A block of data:
= = = = = = =

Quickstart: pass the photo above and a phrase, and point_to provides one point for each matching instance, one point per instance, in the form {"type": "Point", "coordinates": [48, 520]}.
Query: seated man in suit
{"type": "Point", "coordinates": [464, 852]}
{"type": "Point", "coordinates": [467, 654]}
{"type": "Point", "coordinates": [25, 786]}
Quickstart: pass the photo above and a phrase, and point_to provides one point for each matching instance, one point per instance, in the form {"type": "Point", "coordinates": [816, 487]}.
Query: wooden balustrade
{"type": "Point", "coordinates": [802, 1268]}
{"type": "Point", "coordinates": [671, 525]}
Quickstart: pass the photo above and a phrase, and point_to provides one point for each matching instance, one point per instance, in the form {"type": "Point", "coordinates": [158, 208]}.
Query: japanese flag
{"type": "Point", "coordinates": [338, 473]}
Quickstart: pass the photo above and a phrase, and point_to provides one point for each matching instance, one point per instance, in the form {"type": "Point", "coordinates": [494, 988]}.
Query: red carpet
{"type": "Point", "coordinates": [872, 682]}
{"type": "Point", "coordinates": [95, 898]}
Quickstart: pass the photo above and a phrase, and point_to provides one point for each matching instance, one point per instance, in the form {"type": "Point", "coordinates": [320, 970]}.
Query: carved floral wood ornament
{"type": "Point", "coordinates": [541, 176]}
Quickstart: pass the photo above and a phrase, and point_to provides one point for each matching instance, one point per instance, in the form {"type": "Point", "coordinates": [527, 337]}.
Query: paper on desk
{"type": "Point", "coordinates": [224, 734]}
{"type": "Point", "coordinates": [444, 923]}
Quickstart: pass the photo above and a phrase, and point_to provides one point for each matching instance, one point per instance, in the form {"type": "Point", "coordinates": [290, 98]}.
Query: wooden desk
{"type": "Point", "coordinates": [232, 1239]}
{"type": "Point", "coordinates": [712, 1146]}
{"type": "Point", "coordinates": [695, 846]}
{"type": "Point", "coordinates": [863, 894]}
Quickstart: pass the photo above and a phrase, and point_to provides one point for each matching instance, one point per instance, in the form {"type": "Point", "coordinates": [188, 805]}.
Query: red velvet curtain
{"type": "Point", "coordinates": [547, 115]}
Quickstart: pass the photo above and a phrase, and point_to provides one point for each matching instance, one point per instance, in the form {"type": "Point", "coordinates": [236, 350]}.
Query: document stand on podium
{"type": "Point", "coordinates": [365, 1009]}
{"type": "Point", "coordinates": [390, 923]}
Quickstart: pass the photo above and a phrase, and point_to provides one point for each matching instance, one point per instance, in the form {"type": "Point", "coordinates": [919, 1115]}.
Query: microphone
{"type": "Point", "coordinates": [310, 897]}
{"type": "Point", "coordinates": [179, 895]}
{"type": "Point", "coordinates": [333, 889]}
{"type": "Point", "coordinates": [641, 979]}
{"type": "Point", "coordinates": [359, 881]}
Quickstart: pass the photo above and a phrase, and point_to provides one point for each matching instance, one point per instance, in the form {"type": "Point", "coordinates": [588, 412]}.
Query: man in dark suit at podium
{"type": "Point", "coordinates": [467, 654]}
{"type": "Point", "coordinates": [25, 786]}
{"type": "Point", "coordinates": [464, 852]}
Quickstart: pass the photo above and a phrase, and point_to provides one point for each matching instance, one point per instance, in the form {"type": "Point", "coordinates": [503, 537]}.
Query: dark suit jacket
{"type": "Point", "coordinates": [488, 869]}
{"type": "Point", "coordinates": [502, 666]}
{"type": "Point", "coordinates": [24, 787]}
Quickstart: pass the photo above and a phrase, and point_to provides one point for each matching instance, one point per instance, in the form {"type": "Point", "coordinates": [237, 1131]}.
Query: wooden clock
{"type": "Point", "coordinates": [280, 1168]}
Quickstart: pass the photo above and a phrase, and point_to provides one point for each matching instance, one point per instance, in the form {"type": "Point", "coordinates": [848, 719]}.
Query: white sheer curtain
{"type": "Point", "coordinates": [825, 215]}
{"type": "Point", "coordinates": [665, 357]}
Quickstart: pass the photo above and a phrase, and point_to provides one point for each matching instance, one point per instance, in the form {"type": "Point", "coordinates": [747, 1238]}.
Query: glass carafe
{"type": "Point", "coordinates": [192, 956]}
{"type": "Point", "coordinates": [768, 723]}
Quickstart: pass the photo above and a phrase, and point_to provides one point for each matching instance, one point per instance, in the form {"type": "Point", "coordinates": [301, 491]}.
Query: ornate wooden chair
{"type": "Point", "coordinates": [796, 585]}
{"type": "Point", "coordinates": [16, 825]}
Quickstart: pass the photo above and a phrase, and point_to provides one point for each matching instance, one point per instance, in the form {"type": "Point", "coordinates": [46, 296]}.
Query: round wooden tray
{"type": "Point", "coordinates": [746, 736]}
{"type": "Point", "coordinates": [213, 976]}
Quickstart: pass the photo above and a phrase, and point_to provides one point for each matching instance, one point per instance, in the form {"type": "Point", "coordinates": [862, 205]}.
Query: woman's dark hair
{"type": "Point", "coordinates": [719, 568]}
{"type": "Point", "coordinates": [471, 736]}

= = = = = = =

Print again each line of the listing above, exactly as it appears.

Quickstart: pass the photo above and a phrase, and point_to provides one point for each matching instance, one point per instance, in the form {"type": "Point", "coordinates": [48, 520]}.
Query: seated man in suit
{"type": "Point", "coordinates": [464, 852]}
{"type": "Point", "coordinates": [467, 654]}
{"type": "Point", "coordinates": [25, 786]}
Quickstart: pass the photo above and a phrase, and point_to provides one point for each matching instance, one point per instance, in the form {"type": "Point", "coordinates": [816, 487]}.
Query: wooden balustrade
{"type": "Point", "coordinates": [802, 1268]}
{"type": "Point", "coordinates": [671, 525]}
Quickstart: pass the photo above and a phrase, and point_to provides one point for each matching instance, one point per instance, in the form {"type": "Point", "coordinates": [158, 208]}.
Query: japanese flag
{"type": "Point", "coordinates": [338, 473]}
Quickstart: pass the photo above and a phrase, and point_to provides one point for each matching instance, one point per instance, in the form {"type": "Point", "coordinates": [494, 988]}.
Query: red carpet
{"type": "Point", "coordinates": [872, 682]}
{"type": "Point", "coordinates": [95, 898]}
Quickstart: pass the photo above and a phrase, and point_to provides one point for each matching instance, one point per instance, in the form {"type": "Point", "coordinates": [320, 970]}.
Query: carved floral wood ornament
{"type": "Point", "coordinates": [541, 176]}
Quickstart: pass the photo above and a phrase, and point_to provides one point for each matching instance, one point per instance, in the form {"type": "Point", "coordinates": [527, 337]}.
Query: paper on desk
{"type": "Point", "coordinates": [224, 734]}
{"type": "Point", "coordinates": [444, 923]}
Quickstart: pass the photo above and a phrase, and point_to provides one point for each matching instance, one point per instance, in the form {"type": "Point", "coordinates": [290, 98]}.
Query: wooden desk
{"type": "Point", "coordinates": [232, 1239]}
{"type": "Point", "coordinates": [712, 1146]}
{"type": "Point", "coordinates": [695, 846]}
{"type": "Point", "coordinates": [863, 894]}
Quickstart: pass the photo above and a phrase, and point_to provides one point for each matching instance, one point per instance, in the form {"type": "Point", "coordinates": [188, 805]}.
Query: red velvet curtain
{"type": "Point", "coordinates": [547, 115]}
Quickstart: pass the photo above and a phrase, and point_to provides one point for each matching instance, one point per instance, in the form {"type": "Point", "coordinates": [236, 350]}.
Query: document stand on podium
{"type": "Point", "coordinates": [365, 1009]}
{"type": "Point", "coordinates": [390, 923]}
Quickstart: pass the photo above and a phrase, and point_to provides one point for each matching instance, one point per instance, in the form {"type": "Point", "coordinates": [919, 1115]}.
Query: microphone
{"type": "Point", "coordinates": [310, 897]}
{"type": "Point", "coordinates": [179, 895]}
{"type": "Point", "coordinates": [333, 889]}
{"type": "Point", "coordinates": [641, 979]}
{"type": "Point", "coordinates": [359, 881]}
Quickstart: pass the photo above and a phrase, and point_to provides one point for each matching instance, one point per instance, in the form {"type": "Point", "coordinates": [588, 412]}.
Query: man in dark suit at podium
{"type": "Point", "coordinates": [467, 654]}
{"type": "Point", "coordinates": [25, 786]}
{"type": "Point", "coordinates": [464, 852]}
Quickstart: pass the photo above and a phrase, and point_to provides one point for each matching instance, one point per instance, in the form {"type": "Point", "coordinates": [503, 537]}.
Query: dark suit jacket
{"type": "Point", "coordinates": [488, 869]}
{"type": "Point", "coordinates": [502, 666]}
{"type": "Point", "coordinates": [24, 787]}
Quickstart: pass the photo above and a phrase, and point_to provides one point for each matching instance, one point per instance, in the form {"type": "Point", "coordinates": [237, 1131]}.
Query: wooden clock
{"type": "Point", "coordinates": [280, 1168]}
Quickstart: pass the photo above and a phrase, and point_to provides one point for each matching instance, one point per instance, in the form {"type": "Point", "coordinates": [848, 719]}.
Query: white sheer curtain
{"type": "Point", "coordinates": [825, 215]}
{"type": "Point", "coordinates": [665, 357]}
Quickstart: pass the photo above and a phrase, and point_to provides one point for each matching instance, one point per instance, in the form {"type": "Point", "coordinates": [747, 1238]}.
Query: glass carafe
{"type": "Point", "coordinates": [192, 956]}
{"type": "Point", "coordinates": [768, 723]}
Quickstart: pass the photo above and a phrase, and point_to provides one point for each matching instance, one point per instance, in the form {"type": "Point", "coordinates": [301, 491]}.
Query: ornate wooden chair
{"type": "Point", "coordinates": [796, 585]}
{"type": "Point", "coordinates": [16, 825]}
Quickstart: pass the photo above and a phrase, and point_to provides one point for each matching instance, one point per instance, in the form {"type": "Point", "coordinates": [46, 296]}.
Query: round wooden tray
{"type": "Point", "coordinates": [746, 736]}
{"type": "Point", "coordinates": [213, 976]}
Quickstart: pass the photo above and a phrase, and point_to provides one point for each matching instance, one point per instance, in the form {"type": "Point", "coordinates": [862, 205]}.
Query: woman's dark hair
{"type": "Point", "coordinates": [719, 568]}
{"type": "Point", "coordinates": [471, 736]}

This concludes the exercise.